#### Instrucción:
Copia de nuevo todas las líneas de los registros de abajo, desde la que contiene "Extract dark wing" hasta el final, ambas incluidas. Desplaza cada coordenada de los recuadros sumándole 116.

◇ ◇ ◇

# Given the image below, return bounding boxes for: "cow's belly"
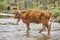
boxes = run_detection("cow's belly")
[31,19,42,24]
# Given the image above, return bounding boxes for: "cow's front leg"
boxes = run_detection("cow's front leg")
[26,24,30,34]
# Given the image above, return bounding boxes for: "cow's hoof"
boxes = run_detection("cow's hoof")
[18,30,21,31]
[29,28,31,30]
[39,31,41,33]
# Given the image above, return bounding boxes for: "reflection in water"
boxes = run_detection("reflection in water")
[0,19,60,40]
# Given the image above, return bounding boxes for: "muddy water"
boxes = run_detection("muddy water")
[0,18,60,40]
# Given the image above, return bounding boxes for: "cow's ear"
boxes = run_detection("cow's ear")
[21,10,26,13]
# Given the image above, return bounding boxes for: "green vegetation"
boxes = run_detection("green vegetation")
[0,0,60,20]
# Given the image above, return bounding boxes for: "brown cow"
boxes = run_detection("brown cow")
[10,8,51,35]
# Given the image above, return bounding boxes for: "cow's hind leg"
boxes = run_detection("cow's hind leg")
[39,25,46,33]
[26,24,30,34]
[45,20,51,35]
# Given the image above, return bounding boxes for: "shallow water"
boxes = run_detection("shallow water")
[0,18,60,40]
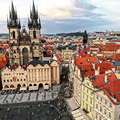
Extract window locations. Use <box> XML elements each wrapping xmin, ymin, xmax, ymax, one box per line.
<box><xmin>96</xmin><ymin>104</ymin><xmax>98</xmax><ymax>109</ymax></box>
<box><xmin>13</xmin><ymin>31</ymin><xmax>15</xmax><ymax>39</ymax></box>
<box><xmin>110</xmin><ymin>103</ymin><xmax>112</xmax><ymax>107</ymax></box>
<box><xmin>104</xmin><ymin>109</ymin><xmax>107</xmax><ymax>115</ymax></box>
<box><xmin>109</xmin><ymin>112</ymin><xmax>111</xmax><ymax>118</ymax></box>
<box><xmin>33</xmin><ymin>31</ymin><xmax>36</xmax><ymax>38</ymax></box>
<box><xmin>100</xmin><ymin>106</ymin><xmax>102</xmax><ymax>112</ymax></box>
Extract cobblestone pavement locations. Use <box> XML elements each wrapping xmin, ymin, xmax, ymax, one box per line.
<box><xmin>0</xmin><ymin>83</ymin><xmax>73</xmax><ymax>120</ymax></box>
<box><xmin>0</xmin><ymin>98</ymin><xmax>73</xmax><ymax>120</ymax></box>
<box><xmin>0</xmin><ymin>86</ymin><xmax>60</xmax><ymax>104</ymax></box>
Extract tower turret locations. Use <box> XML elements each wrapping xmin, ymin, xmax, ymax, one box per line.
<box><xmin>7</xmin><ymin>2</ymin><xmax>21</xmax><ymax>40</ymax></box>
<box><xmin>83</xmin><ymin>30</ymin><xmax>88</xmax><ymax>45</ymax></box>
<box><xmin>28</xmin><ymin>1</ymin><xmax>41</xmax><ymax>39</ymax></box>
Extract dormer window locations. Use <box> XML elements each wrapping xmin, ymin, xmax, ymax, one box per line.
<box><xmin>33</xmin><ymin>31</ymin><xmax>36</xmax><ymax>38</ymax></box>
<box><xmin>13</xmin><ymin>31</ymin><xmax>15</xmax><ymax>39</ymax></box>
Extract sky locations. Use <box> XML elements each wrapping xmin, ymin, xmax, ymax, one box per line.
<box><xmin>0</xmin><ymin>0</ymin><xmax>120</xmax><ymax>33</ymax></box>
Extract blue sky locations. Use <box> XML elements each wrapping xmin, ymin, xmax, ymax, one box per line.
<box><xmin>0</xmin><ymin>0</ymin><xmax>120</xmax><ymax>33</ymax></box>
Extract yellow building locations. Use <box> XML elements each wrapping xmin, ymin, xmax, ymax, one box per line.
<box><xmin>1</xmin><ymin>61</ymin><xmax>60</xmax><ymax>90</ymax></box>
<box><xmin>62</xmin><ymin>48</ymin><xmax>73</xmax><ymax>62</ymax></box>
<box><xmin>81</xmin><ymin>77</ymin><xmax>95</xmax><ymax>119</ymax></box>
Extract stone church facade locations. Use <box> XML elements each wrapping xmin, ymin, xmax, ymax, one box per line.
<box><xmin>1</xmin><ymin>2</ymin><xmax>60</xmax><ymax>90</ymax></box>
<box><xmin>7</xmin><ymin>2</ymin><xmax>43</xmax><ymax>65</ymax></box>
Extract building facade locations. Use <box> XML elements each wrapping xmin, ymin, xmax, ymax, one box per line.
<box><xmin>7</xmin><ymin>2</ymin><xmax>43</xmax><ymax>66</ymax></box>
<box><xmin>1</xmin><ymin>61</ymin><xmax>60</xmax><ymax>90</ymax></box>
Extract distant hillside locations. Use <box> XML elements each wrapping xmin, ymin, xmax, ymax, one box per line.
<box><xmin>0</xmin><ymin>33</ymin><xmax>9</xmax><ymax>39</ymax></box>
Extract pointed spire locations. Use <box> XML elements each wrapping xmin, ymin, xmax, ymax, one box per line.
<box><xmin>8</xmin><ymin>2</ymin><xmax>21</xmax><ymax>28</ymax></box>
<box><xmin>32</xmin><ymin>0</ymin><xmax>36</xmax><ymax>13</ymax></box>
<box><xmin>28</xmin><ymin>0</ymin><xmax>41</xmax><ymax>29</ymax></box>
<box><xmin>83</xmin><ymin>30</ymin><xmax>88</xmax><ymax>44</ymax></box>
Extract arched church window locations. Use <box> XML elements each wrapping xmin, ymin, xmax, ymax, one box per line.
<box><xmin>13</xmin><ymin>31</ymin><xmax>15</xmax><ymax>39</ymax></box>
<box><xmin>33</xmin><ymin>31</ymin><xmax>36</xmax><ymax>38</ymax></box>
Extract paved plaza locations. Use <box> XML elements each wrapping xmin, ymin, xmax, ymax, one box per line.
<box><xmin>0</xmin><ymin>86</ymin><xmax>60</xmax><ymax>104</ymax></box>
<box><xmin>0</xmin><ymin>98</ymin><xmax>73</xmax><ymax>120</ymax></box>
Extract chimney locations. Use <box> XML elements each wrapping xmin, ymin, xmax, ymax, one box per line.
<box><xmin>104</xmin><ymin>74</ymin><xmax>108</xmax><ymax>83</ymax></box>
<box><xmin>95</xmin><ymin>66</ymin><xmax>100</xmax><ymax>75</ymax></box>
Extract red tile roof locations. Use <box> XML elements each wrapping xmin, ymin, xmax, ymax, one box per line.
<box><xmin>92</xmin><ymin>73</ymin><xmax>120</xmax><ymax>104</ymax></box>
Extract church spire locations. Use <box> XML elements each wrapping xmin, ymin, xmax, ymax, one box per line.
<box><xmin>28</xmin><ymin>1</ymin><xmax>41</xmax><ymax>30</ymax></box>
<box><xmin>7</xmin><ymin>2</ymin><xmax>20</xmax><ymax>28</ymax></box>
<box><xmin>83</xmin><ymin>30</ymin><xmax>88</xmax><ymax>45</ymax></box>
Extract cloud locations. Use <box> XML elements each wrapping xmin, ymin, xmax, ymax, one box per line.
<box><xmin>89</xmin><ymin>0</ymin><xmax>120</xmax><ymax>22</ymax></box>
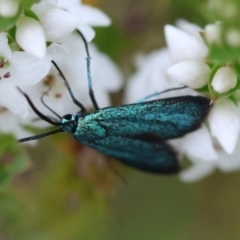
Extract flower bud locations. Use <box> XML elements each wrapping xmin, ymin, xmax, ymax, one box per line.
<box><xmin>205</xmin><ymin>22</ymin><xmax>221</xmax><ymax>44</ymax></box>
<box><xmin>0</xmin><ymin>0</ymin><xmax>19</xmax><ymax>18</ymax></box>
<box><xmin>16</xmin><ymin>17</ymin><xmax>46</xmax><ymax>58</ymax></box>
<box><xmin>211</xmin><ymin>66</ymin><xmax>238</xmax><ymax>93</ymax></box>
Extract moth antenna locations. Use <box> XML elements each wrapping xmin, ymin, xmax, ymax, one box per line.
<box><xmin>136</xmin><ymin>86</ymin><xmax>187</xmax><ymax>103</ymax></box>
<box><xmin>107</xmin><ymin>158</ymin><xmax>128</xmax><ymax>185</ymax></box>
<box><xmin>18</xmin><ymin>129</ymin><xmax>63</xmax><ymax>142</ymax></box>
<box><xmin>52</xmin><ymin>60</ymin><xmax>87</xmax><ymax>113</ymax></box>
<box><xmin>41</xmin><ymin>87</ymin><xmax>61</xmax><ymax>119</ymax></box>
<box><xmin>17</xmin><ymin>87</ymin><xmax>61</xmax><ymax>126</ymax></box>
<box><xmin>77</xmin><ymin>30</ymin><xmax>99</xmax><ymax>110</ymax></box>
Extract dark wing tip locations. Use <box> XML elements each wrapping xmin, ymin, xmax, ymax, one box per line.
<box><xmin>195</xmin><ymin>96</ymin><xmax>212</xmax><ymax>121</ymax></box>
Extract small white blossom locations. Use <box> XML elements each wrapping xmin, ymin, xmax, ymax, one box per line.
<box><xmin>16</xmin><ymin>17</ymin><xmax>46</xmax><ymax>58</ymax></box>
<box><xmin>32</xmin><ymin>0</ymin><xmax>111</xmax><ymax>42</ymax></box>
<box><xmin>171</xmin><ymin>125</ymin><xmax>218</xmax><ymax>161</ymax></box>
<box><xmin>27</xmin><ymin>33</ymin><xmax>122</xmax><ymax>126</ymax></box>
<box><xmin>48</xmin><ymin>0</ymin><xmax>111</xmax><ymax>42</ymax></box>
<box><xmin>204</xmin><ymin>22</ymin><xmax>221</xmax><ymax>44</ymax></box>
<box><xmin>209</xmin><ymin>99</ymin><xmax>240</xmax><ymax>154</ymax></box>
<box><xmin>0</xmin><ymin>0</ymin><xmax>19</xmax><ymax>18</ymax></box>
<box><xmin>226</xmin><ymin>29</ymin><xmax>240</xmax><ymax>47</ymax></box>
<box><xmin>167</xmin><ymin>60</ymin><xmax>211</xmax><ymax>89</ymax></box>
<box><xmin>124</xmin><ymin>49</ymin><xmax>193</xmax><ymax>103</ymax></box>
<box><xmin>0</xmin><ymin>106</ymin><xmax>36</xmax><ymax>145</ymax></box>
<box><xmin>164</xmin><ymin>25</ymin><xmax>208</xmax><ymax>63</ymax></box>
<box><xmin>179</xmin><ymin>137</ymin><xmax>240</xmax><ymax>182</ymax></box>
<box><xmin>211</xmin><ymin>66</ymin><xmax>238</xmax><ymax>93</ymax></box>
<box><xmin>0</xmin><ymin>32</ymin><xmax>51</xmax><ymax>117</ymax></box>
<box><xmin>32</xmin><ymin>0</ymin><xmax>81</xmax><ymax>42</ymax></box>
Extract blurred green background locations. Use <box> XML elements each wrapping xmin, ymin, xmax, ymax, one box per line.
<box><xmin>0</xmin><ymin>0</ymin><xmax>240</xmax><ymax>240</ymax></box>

◇ ◇ ◇

#### Respuesta:
Extract dark wing tip locations. Use <box> XML elements each wrapping xmin, ymin, xmax, ymax, one box per line.
<box><xmin>311</xmin><ymin>212</ymin><xmax>328</xmax><ymax>237</ymax></box>
Extract small white blossom locations. Use <box> XML elements each wrapping xmin, ymin, xmax, ymax, one box per line.
<box><xmin>132</xmin><ymin>133</ymin><xmax>162</xmax><ymax>174</ymax></box>
<box><xmin>148</xmin><ymin>116</ymin><xmax>227</xmax><ymax>158</ymax></box>
<box><xmin>287</xmin><ymin>241</ymin><xmax>334</xmax><ymax>277</ymax></box>
<box><xmin>143</xmin><ymin>149</ymin><xmax>238</xmax><ymax>242</ymax></box>
<box><xmin>164</xmin><ymin>116</ymin><xmax>227</xmax><ymax>158</ymax></box>
<box><xmin>320</xmin><ymin>138</ymin><xmax>337</xmax><ymax>160</ymax></box>
<box><xmin>325</xmin><ymin>215</ymin><xmax>356</xmax><ymax>270</ymax></box>
<box><xmin>116</xmin><ymin>116</ymin><xmax>135</xmax><ymax>134</ymax></box>
<box><xmin>342</xmin><ymin>145</ymin><xmax>356</xmax><ymax>163</ymax></box>
<box><xmin>283</xmin><ymin>176</ymin><xmax>327</xmax><ymax>205</ymax></box>
<box><xmin>240</xmin><ymin>165</ymin><xmax>309</xmax><ymax>219</ymax></box>
<box><xmin>116</xmin><ymin>222</ymin><xmax>152</xmax><ymax>261</ymax></box>
<box><xmin>280</xmin><ymin>141</ymin><xmax>324</xmax><ymax>179</ymax></box>
<box><xmin>295</xmin><ymin>253</ymin><xmax>356</xmax><ymax>298</ymax></box>
<box><xmin>327</xmin><ymin>182</ymin><xmax>354</xmax><ymax>209</ymax></box>
<box><xmin>116</xmin><ymin>148</ymin><xmax>167</xmax><ymax>233</ymax></box>
<box><xmin>148</xmin><ymin>116</ymin><xmax>197</xmax><ymax>158</ymax></box>
Extract blurred green background locations. Use <box> XML elements each wrapping xmin, ymin, xmax, ymax, one box per line.
<box><xmin>116</xmin><ymin>116</ymin><xmax>356</xmax><ymax>356</ymax></box>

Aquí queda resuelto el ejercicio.